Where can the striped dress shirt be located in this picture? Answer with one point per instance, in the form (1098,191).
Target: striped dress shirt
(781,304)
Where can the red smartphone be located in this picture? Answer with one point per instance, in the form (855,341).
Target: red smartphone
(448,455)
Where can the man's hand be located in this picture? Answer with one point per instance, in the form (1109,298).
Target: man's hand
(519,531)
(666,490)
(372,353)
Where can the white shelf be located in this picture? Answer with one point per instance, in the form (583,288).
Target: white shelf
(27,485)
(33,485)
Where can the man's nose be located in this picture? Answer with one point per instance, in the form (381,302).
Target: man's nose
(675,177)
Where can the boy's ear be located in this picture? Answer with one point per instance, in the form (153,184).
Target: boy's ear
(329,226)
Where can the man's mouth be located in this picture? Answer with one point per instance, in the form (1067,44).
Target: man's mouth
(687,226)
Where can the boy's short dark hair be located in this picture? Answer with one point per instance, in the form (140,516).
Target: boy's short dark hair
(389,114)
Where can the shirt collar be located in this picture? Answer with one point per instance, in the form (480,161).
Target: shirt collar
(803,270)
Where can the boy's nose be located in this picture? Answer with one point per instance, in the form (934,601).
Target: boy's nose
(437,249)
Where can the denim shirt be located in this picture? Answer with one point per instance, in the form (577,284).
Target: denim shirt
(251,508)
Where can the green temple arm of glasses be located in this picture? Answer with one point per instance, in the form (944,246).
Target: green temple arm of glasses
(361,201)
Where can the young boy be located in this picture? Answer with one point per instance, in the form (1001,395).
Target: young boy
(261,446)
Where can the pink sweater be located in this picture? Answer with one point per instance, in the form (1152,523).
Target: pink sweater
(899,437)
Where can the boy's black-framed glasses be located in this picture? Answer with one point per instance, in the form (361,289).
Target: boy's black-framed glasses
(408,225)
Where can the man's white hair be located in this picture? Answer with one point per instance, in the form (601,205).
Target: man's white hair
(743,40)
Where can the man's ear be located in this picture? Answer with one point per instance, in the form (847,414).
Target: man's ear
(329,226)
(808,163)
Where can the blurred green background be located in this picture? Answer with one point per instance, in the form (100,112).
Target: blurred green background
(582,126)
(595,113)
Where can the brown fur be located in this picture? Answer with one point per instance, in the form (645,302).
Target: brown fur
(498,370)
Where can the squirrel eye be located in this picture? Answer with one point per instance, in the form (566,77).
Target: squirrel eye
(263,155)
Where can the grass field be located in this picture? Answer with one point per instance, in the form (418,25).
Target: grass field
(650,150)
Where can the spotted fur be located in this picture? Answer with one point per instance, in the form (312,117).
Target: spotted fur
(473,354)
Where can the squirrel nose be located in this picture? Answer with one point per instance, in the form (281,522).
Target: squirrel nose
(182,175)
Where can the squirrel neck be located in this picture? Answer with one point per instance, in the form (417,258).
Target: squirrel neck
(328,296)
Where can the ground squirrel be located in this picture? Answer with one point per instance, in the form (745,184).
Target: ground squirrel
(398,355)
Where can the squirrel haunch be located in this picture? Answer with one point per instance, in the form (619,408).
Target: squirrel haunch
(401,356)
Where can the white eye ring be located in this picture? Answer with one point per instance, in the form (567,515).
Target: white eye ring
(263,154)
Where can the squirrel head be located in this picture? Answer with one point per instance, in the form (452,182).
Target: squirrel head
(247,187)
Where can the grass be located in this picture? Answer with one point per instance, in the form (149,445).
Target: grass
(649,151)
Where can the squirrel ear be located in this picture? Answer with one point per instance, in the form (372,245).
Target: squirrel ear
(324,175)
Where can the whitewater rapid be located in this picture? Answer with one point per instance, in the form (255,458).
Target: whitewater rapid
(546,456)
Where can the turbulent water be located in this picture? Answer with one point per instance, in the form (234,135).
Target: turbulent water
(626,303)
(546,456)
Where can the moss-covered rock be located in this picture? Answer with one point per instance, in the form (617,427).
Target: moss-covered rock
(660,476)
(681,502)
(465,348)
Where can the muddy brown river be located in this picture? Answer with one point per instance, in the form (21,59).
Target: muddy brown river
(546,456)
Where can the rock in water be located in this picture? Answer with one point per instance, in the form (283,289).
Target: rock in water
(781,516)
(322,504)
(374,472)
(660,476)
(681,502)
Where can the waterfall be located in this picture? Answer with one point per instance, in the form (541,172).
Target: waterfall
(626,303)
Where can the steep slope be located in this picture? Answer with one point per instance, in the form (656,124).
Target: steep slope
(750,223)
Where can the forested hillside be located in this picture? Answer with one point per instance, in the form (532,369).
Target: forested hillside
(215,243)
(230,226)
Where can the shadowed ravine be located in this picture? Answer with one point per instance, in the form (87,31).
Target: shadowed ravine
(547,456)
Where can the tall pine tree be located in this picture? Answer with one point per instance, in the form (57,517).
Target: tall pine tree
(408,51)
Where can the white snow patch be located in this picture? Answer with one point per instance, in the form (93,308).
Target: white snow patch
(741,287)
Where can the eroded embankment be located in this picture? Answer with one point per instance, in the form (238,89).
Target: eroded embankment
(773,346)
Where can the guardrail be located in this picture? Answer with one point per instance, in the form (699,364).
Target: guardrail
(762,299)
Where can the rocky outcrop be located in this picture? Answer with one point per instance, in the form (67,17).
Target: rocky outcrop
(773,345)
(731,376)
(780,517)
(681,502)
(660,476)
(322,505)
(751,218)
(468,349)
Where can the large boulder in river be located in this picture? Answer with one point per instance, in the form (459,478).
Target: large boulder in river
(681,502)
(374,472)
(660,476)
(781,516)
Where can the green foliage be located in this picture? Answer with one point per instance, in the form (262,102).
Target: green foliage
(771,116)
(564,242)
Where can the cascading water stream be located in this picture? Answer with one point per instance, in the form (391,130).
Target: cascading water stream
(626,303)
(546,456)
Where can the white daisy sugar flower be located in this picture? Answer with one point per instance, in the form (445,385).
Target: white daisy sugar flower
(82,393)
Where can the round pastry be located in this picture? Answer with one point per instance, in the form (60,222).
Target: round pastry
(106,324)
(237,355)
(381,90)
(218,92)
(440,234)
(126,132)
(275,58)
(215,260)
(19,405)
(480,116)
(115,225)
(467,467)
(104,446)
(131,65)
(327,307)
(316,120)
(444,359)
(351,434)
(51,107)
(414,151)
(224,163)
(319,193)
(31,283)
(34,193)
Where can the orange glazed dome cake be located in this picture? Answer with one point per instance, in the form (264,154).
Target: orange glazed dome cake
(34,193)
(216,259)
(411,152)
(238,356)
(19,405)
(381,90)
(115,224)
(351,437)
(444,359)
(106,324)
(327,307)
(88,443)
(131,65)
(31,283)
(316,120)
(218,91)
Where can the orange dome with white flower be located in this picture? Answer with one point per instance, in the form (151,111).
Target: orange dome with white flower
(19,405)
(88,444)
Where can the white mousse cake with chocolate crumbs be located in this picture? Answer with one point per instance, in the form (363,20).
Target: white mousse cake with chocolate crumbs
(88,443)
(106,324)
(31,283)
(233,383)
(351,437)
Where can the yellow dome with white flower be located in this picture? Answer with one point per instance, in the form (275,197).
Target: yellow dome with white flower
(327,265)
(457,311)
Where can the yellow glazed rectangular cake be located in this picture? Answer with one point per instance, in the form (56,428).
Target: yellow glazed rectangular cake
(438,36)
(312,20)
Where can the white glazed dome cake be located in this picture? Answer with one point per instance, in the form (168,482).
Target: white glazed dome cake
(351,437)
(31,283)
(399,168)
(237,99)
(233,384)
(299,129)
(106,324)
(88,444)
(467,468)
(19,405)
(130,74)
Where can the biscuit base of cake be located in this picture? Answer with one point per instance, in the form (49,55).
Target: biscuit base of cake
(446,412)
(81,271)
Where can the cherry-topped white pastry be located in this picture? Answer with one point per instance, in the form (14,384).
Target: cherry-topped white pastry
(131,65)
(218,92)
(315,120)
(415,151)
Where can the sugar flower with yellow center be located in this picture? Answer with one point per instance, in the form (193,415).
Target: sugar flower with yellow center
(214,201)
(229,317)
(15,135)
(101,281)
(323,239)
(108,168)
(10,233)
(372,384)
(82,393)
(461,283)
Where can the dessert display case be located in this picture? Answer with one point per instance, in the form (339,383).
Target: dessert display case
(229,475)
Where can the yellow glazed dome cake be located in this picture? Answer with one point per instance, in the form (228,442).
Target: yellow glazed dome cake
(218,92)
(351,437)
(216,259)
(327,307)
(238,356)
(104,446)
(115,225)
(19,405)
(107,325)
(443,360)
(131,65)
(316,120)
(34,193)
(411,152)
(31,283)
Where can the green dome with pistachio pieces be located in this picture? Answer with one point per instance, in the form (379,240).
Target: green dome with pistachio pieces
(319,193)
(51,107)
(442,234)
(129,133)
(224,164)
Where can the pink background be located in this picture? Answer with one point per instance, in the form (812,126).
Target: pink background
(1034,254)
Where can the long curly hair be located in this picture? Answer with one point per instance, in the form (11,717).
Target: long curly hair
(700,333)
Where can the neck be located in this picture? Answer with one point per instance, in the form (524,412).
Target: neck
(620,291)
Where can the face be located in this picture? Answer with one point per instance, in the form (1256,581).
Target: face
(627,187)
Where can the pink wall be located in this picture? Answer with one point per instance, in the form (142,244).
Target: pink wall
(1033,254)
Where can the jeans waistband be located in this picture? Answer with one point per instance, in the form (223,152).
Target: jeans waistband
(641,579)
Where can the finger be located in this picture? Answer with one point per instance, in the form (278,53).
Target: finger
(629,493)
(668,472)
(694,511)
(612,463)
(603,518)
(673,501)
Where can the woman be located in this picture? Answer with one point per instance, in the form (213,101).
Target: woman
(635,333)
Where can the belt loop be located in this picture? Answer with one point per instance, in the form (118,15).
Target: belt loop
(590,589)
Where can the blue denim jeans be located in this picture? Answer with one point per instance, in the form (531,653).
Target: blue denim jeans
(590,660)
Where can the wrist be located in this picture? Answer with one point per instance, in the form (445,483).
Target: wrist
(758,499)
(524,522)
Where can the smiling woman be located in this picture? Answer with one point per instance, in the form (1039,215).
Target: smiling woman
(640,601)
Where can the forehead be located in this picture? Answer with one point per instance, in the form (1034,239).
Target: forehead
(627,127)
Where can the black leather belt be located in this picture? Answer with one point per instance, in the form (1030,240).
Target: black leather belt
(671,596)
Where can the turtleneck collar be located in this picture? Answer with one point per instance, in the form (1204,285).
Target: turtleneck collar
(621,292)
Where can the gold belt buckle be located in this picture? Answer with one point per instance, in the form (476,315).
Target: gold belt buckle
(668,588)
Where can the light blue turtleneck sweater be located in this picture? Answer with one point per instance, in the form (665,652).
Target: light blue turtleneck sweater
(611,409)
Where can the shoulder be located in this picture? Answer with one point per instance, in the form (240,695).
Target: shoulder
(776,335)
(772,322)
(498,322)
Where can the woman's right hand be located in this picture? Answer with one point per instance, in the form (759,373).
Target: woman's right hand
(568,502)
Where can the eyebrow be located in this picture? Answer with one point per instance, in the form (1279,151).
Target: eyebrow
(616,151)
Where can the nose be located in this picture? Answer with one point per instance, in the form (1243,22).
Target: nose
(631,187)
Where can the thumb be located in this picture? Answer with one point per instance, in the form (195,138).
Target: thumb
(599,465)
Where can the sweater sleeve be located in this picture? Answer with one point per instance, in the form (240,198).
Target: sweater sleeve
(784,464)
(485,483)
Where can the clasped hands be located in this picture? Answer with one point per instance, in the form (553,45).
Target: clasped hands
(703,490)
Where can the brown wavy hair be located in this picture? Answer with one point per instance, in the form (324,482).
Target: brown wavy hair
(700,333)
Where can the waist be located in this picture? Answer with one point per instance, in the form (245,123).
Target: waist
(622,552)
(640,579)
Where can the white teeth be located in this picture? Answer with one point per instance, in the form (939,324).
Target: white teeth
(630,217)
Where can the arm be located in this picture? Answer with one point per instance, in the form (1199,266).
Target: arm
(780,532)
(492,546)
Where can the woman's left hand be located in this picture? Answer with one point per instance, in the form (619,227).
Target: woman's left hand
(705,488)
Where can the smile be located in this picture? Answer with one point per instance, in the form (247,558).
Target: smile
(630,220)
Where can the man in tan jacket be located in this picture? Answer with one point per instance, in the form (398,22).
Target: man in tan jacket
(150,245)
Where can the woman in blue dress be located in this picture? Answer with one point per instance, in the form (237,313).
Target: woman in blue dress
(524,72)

|---|

* [EXERCISE BRIEF]: From the entries above, give again exactly the lines running from the line with "Target: orange glazed dome cake" to the line with "Where can the white mousse"; include both of those lines.

* [ANSWER TO THIS EXERCISE]:
Target: orange glazed dome cake
(34,193)
(216,259)
(411,152)
(238,356)
(19,405)
(381,90)
(115,224)
(351,437)
(444,359)
(106,324)
(327,307)
(88,443)
(131,65)
(31,283)
(316,120)
(218,91)
Where can the orange dome with white flower be located in this picture? Answer with one point per instance, in the form (151,111).
Target: orange dome with white flower
(19,405)
(88,444)
Where can the white mousse cake with chocolate crumbs be located in this picture? Answer with one point per instance, in the form (363,20).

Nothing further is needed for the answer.